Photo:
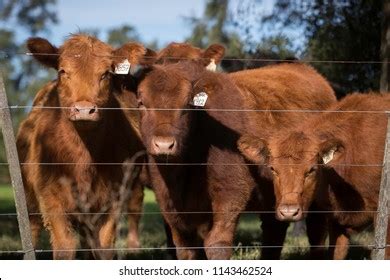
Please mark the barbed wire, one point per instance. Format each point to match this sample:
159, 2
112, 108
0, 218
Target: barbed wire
13, 107
4, 55
236, 247
189, 164
189, 212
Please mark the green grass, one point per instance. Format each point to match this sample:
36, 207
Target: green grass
152, 235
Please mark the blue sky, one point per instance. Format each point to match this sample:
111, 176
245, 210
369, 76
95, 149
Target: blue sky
153, 19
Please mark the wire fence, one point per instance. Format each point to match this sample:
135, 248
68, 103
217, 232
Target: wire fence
5, 55
248, 110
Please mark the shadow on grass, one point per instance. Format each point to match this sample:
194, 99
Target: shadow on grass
152, 235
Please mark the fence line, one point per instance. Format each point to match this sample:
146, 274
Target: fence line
188, 212
13, 107
237, 247
185, 164
8, 55
15, 173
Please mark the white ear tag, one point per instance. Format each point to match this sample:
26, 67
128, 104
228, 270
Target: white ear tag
123, 67
199, 99
212, 66
326, 158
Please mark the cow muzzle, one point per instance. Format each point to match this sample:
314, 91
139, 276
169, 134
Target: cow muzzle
84, 111
289, 212
164, 145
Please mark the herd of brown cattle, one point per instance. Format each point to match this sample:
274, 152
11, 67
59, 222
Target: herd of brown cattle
273, 139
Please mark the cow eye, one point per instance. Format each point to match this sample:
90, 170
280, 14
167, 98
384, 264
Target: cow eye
105, 75
273, 170
311, 171
140, 104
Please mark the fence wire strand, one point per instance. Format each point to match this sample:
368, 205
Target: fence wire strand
5, 55
237, 247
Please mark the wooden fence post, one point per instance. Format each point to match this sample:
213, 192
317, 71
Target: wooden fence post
382, 218
385, 47
15, 173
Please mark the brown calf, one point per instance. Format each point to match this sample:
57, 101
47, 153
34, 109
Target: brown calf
195, 164
72, 144
329, 150
175, 52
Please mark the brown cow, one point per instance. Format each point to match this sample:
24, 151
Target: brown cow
175, 52
169, 54
194, 162
329, 150
78, 135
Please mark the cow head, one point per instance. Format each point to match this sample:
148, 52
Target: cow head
295, 162
164, 94
85, 69
175, 52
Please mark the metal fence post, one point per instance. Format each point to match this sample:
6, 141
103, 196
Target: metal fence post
382, 218
15, 173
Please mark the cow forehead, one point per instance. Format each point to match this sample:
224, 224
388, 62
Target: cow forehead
294, 161
166, 84
84, 52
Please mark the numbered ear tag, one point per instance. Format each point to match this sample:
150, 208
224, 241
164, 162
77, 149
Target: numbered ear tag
326, 158
199, 99
212, 66
122, 68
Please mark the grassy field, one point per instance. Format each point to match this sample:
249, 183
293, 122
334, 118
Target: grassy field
153, 235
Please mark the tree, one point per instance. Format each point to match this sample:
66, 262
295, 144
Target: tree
121, 35
215, 27
348, 30
232, 27
22, 77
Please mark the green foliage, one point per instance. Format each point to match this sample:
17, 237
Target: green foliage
33, 15
121, 35
215, 27
338, 30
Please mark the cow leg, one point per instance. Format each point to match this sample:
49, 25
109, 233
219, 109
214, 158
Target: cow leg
230, 188
274, 233
107, 239
36, 227
183, 242
170, 244
62, 237
338, 242
219, 241
387, 250
135, 209
317, 232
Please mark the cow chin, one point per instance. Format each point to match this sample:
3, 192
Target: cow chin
85, 124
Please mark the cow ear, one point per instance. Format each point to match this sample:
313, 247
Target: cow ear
133, 52
331, 151
43, 51
213, 56
254, 149
149, 58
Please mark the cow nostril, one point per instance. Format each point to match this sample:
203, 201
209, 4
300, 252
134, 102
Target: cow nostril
92, 111
297, 212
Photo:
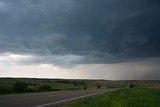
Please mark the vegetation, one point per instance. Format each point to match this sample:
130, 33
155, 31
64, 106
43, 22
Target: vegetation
20, 86
28, 85
127, 97
46, 88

-*-*-

▶ Task directions:
Rewrite the listing above with "one point per instance" changed to "one point for each instance" everywhere, keeping everything else the same and leaving out the pictures.

▶ Solution:
Photo:
Please mark the barbed wire, one point for each instance. Format each point to match this sample:
159, 2
112, 108
0, 218
Target: barbed wire
13, 107
4, 55
236, 247
189, 164
189, 212
Please mark the green grass, one point for each instance. Format each point to match this sample:
36, 207
Target: green grass
152, 235
Please mark the blue sky, one point for each instance. Format each point to match this sample:
111, 176
245, 210
369, 76
95, 149
Target: blue sky
153, 19
Please mark the wire fence, one point for each instance. Format each point to match this sample:
135, 248
68, 103
217, 232
Target: wire fence
5, 55
248, 110
Please mark the shadow on grass, one point for each instance. Format each point to match this sample:
194, 99
Target: shadow on grass
152, 235
Please mark the fence line, one point for each instance. Format each point to match this sample:
146, 274
Target: fence line
188, 212
13, 107
237, 247
185, 164
8, 55
15, 173
Please mark the white ear tag, one point for each instance. Format each point to match this sample:
26, 67
128, 104
228, 270
Target: white ear tag
123, 67
199, 99
212, 66
326, 158
Please mark the cow muzzle, one point for each instance. Format each point to match this sample:
314, 91
139, 276
169, 134
Target: cow muzzle
84, 111
289, 212
164, 145
Please mark the herd of brown cattle, one point for each instance. Format each point to match this sample:
274, 152
11, 67
59, 222
Target: herd of brown cattle
273, 139
Please mark the cow eye, one point for each instance. Format each point to match this sample:
90, 170
280, 14
167, 98
384, 264
Target: cow eye
105, 75
273, 170
311, 171
140, 104
Please mark the fence wire strand, one point for each instance. Format each point to match this sample:
368, 205
Target: fence wire strand
5, 55
237, 247
Please mark the wooden fence post, one point for each instance. Format each point to match this sample:
213, 192
317, 71
Target: wooden fence post
382, 218
385, 47
15, 173
Please mark the brown calf, one point for each instance. Format each point to match this sample:
57, 101
47, 153
34, 109
Target: brown calf
195, 164
72, 144
329, 150
175, 52
Please mark the brown cow, one point for each instance. Format each point to match this sample:
24, 151
Target: brown cow
175, 52
169, 54
194, 162
329, 150
78, 135
Please mark the cow head, one point for each instance. Format each point to match this sample:
148, 52
Target: cow head
295, 162
164, 94
85, 69
175, 52
Please mark the metal fence post, one point for each instance. Format each point to match this sample:
6, 141
103, 196
Target: metal fence post
382, 218
15, 173
Please mark the cow forehead, one point for each instance. Format each point to match this sample:
224, 224
388, 62
Target: cow forehead
294, 161
166, 84
84, 52
Please mark the numbered ear tag, one point for each instance. Format each point to match this sample:
150, 208
224, 241
164, 162
77, 149
Target: numbered ear tag
326, 158
199, 99
212, 66
122, 68
Please mark the grassy field, one point for each instance. Format each point to match this sample:
249, 183
293, 122
334, 118
Target: grassy field
153, 235
Please mark the tree, one point for each instance. Format each point to match this sample:
66, 262
295, 144
Target: tree
121, 35
215, 27
348, 30
232, 27
22, 77
Please mark the green foliage, one point for each instance. Format each point to match this sample:
17, 237
Target: green foliage
33, 15
121, 35
215, 27
338, 30
Please mark the cow leg, one point for each instance. Format each point to match this sample:
49, 25
109, 233
219, 109
214, 158
Target: cow leg
230, 188
274, 233
107, 239
36, 227
183, 242
170, 244
62, 237
338, 242
219, 241
387, 250
135, 209
317, 232
Please mark the cow chin, one point for each instance. Format each point to match this sample:
3, 192
Target: cow chin
85, 124
Please mark the cow ear, one point for each instance. Format each point to match this sample:
313, 247
Target: cow ear
133, 52
331, 151
43, 51
213, 56
254, 149
149, 58
Please mark the cow nostril, one point for each instance. Format each point to match this sample:
203, 201
209, 4
300, 252
134, 102
Target: cow nostril
92, 111
297, 212
Photo:
Please mark the vegetation, one point for each instance. Format each point to match this sample:
130, 33
155, 31
64, 106
43, 22
Target: vegetation
20, 86
28, 85
127, 97
46, 88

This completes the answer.